◆ INFORMATION SHOWN ◆
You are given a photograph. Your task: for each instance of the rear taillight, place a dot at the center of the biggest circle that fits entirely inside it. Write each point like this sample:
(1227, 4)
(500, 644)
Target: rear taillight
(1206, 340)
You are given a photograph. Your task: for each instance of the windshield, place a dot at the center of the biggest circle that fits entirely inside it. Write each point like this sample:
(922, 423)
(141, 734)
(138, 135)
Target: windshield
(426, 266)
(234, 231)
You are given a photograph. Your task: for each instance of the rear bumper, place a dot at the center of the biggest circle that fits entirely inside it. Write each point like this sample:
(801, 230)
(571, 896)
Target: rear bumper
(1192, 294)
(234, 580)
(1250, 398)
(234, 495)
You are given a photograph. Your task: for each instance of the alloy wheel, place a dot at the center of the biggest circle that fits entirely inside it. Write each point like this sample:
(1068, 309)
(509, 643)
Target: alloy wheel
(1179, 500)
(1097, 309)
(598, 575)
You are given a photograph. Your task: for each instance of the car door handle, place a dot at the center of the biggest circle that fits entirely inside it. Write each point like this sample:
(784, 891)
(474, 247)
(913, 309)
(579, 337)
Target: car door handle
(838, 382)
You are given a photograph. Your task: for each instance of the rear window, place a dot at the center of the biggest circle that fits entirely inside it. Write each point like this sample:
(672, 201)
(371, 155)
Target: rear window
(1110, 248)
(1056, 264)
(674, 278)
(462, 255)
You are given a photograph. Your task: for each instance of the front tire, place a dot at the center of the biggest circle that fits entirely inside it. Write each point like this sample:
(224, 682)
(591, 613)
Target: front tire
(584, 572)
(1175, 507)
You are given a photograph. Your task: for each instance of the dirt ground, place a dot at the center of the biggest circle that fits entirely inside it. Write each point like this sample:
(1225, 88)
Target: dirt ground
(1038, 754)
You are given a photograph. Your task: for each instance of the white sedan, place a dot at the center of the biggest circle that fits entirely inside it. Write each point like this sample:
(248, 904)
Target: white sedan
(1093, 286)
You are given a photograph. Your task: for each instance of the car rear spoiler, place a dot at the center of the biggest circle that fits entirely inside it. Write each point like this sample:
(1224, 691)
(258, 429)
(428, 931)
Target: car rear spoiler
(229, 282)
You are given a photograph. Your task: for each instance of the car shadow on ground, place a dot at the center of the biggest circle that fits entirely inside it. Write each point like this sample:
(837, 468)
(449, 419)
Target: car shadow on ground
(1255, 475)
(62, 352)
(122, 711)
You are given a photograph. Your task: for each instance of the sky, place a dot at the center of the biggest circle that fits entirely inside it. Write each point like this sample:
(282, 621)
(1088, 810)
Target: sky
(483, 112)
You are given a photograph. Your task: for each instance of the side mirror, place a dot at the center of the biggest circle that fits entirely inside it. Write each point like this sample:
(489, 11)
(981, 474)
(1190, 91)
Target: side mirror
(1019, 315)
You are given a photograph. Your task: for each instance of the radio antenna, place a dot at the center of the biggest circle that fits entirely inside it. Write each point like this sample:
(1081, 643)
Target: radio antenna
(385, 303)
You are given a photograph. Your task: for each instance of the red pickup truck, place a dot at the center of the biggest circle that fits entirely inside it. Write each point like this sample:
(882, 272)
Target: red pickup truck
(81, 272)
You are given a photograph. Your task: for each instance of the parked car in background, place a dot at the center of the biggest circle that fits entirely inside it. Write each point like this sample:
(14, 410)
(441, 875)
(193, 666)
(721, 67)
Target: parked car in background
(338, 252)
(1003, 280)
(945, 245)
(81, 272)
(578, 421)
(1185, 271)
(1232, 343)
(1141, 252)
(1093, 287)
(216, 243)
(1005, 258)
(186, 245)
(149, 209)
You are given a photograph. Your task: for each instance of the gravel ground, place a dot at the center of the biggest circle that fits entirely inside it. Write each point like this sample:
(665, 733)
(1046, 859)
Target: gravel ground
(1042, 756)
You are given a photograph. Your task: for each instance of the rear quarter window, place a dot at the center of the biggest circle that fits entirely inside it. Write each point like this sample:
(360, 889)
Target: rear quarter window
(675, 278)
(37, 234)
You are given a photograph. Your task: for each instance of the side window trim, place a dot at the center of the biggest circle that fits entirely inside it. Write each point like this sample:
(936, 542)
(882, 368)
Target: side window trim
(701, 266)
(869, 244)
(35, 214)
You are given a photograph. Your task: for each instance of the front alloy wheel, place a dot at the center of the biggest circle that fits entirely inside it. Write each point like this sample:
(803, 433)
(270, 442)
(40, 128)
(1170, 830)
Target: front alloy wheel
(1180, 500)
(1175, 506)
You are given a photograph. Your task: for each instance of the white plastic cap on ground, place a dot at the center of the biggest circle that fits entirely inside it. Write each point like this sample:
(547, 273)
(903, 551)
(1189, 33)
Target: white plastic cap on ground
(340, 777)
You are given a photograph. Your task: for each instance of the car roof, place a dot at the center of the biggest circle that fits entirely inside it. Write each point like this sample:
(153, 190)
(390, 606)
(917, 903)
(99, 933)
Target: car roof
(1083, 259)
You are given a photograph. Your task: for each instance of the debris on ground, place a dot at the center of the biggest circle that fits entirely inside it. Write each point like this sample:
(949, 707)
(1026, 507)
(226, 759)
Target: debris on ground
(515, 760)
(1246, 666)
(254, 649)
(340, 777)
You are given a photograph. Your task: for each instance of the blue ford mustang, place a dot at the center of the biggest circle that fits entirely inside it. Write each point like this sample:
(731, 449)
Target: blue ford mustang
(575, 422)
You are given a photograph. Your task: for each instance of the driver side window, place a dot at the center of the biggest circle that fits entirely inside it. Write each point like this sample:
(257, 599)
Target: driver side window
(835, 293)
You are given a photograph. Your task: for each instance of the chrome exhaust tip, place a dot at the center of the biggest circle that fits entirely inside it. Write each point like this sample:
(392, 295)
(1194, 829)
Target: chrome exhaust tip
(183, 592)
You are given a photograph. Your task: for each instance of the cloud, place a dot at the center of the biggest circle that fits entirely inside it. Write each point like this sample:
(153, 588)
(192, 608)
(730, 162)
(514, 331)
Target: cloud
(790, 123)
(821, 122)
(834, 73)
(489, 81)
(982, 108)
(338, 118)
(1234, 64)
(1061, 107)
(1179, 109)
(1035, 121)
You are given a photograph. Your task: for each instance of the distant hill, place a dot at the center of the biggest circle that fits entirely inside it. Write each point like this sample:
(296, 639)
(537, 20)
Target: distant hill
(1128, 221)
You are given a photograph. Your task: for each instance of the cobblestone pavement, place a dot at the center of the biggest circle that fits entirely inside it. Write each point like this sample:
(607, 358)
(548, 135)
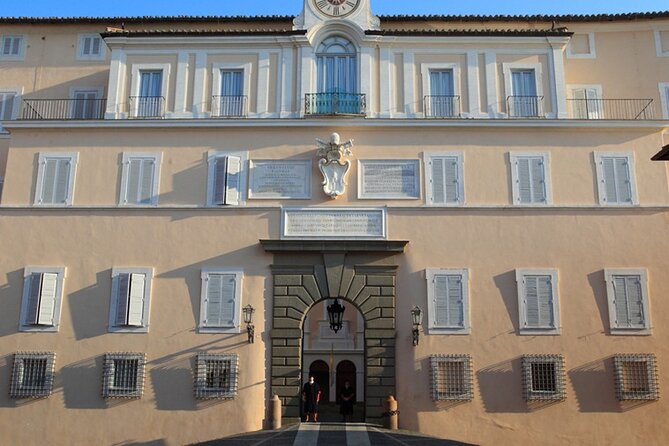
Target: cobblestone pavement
(332, 434)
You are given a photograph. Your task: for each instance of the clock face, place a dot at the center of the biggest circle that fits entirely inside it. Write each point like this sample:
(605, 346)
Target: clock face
(336, 8)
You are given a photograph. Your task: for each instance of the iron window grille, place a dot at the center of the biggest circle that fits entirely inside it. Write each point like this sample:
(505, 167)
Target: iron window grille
(452, 377)
(216, 376)
(32, 375)
(544, 378)
(636, 377)
(123, 375)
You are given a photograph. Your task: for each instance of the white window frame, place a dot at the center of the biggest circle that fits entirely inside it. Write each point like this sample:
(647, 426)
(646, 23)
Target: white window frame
(239, 276)
(22, 47)
(609, 273)
(664, 98)
(513, 158)
(426, 68)
(148, 279)
(522, 308)
(432, 328)
(591, 44)
(212, 155)
(661, 51)
(389, 195)
(73, 158)
(135, 83)
(157, 158)
(601, 188)
(80, 47)
(25, 301)
(429, 189)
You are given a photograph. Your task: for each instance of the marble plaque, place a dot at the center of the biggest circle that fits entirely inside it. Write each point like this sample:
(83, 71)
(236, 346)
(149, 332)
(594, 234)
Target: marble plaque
(280, 179)
(340, 223)
(389, 179)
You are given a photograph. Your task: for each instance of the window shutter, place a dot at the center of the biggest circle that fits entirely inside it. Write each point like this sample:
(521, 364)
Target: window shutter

◆ PROMPT ◆
Copy out every line of the material above that mentions the word "shutter".

◆ THE COMPLETED TASK ◆
You are given a photograph. Your task: for each instance of the window shutter, place a dot at the center of the biggest circle that fits entirely inside it. Write each point like this sample:
Target: window shutter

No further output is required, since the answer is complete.